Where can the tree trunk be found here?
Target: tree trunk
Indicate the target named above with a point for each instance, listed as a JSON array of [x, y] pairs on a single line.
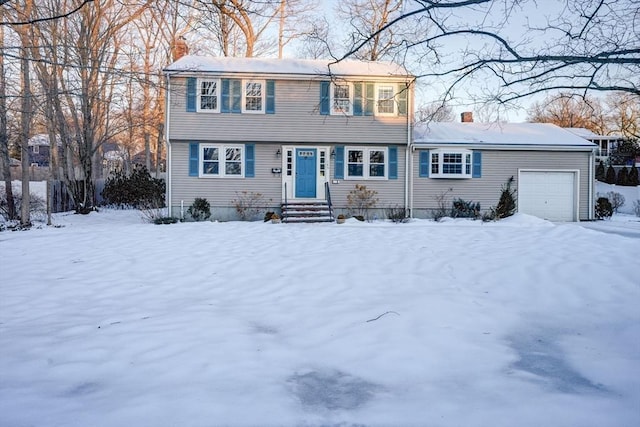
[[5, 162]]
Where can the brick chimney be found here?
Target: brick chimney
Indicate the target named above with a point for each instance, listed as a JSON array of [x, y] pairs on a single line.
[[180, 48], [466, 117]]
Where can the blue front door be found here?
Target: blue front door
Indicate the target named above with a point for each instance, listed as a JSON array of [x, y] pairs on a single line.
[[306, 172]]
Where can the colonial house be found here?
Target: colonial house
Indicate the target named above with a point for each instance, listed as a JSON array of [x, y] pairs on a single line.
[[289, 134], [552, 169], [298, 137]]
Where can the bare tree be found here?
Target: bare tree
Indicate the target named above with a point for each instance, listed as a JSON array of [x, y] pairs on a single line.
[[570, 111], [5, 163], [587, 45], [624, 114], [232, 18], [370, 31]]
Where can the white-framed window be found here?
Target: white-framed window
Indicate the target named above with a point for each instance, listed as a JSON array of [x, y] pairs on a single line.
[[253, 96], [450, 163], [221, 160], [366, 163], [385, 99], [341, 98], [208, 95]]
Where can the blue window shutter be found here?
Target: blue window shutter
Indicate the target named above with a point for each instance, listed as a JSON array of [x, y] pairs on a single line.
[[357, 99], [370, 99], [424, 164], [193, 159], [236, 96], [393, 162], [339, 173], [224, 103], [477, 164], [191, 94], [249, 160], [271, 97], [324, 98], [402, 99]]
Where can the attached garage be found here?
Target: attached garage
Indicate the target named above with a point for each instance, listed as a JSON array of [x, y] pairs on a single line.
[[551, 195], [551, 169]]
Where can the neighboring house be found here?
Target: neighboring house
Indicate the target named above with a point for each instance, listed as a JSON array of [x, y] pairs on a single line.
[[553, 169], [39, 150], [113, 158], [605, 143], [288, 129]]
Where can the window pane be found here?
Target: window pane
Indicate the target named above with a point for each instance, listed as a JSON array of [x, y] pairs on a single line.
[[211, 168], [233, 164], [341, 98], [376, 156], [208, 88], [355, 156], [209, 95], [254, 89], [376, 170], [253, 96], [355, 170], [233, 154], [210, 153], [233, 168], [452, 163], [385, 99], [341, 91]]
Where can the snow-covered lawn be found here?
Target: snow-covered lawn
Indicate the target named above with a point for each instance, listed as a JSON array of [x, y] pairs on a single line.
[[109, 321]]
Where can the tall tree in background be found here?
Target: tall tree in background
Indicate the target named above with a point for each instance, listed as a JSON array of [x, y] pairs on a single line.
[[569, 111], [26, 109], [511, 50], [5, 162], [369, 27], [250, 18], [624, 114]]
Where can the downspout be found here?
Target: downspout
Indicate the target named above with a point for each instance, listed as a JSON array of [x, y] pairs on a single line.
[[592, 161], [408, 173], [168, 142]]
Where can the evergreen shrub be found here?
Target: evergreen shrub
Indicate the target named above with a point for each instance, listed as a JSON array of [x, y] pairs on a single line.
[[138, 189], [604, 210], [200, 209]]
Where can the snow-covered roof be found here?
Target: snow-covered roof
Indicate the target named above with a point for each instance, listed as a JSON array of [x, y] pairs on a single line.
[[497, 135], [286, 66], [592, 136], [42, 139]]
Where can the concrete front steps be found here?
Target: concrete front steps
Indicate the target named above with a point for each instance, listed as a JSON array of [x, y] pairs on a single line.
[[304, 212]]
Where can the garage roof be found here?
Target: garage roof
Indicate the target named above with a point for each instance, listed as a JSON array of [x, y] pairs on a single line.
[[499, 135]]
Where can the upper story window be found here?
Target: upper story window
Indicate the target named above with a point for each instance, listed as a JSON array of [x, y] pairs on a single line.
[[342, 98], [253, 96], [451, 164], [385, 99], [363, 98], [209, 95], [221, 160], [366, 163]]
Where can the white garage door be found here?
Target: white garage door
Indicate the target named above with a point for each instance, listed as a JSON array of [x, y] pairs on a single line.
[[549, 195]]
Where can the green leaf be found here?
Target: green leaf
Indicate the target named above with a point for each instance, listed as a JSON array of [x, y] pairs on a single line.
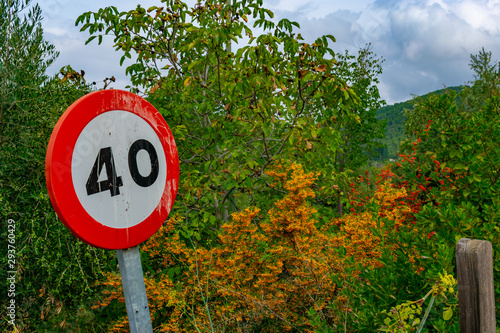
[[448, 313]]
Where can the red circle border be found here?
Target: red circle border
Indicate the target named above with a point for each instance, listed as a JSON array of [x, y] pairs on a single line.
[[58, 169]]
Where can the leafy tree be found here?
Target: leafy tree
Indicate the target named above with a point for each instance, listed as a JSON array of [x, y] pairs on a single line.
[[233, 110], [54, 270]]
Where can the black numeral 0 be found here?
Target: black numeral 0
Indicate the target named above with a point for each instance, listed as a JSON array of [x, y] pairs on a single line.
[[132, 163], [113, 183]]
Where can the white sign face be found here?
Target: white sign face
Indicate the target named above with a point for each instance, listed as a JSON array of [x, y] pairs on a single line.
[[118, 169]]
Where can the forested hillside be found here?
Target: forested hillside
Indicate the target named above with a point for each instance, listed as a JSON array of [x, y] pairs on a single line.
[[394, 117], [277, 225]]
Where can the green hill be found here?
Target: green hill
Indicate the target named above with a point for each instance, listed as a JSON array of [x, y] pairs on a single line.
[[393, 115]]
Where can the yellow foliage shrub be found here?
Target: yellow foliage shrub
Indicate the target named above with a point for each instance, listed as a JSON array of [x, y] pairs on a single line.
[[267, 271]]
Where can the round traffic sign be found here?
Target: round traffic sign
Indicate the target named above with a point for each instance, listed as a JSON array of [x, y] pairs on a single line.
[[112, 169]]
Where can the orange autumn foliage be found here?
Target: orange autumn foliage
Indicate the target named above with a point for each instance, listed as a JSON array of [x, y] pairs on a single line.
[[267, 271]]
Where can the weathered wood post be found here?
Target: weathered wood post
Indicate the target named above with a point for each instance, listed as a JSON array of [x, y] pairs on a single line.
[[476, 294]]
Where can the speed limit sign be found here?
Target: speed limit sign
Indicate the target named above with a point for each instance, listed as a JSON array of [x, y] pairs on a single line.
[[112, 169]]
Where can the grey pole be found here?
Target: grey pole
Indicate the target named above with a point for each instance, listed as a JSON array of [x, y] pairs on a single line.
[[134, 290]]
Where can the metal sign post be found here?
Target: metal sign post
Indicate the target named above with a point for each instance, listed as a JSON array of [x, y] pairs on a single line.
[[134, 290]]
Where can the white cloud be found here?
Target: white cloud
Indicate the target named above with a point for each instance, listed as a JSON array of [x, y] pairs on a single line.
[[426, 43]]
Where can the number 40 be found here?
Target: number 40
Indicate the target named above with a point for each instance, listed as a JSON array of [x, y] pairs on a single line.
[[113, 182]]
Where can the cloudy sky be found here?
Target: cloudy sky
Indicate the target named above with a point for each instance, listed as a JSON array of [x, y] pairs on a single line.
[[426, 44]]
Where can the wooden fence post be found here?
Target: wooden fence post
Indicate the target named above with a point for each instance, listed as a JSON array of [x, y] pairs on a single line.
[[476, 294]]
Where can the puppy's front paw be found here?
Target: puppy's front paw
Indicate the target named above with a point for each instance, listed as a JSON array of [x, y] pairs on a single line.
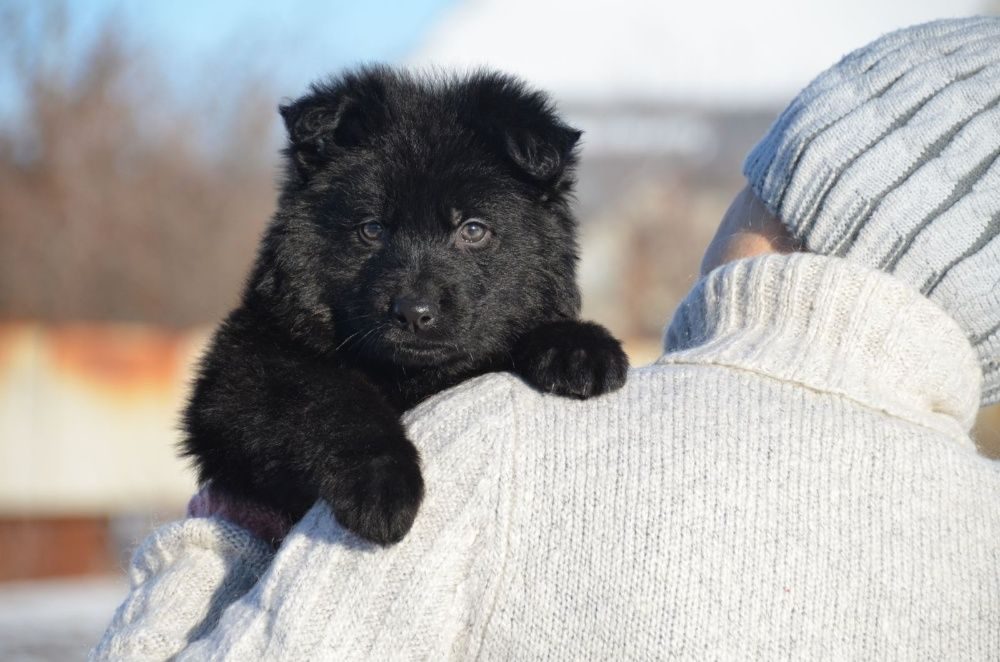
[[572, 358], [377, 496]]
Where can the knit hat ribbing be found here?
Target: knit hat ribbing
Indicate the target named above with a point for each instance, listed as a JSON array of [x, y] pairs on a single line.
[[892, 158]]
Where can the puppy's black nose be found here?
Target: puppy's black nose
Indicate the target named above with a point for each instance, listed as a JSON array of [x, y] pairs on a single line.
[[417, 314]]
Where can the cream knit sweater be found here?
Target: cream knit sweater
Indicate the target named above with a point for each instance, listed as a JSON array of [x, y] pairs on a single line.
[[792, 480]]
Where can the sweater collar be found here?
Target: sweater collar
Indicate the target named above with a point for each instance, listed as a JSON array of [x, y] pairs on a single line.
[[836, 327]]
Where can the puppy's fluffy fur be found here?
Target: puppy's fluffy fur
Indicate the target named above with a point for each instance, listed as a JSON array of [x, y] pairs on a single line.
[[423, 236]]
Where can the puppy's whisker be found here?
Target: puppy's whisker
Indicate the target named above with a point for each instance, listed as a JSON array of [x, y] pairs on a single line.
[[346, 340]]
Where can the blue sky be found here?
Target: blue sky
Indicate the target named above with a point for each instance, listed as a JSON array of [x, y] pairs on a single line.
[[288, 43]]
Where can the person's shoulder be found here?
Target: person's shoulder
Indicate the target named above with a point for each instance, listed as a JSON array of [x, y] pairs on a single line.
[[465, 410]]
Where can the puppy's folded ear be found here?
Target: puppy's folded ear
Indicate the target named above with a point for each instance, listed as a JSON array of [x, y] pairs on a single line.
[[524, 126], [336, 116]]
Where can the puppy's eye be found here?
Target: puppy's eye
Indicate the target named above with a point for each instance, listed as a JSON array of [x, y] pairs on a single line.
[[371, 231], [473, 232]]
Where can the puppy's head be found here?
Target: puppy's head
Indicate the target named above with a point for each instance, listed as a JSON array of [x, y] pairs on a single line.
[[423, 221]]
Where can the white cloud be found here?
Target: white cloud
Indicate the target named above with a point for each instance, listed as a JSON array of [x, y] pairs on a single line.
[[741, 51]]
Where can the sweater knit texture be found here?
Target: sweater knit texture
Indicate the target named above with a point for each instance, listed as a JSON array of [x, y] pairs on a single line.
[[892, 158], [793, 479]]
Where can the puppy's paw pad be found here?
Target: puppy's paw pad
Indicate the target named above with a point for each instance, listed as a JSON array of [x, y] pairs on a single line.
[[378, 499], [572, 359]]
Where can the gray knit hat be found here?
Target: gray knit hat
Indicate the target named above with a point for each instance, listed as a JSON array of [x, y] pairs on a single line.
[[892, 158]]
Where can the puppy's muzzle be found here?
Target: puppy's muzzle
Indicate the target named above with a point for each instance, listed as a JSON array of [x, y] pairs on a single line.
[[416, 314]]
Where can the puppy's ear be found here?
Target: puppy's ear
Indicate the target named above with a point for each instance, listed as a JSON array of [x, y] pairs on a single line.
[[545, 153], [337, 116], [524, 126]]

***

An exact, complete copy of the lines above from the one with "Target: concrete front steps" through the one with "Target: upper story window" is the whole answer.

Target: concrete front steps
Indicate the target named above with a point for each instance, listed as a JSON array of [x, y] pairs on a single line.
[[304, 212]]
Where can the garage roof be found here?
Target: garage roof
Indicate the target named above with a point for each instance, listed as a JSON array of [x, y] pairs on a single line.
[[499, 135]]
Where can the upper story window be found here?
Target: upper story window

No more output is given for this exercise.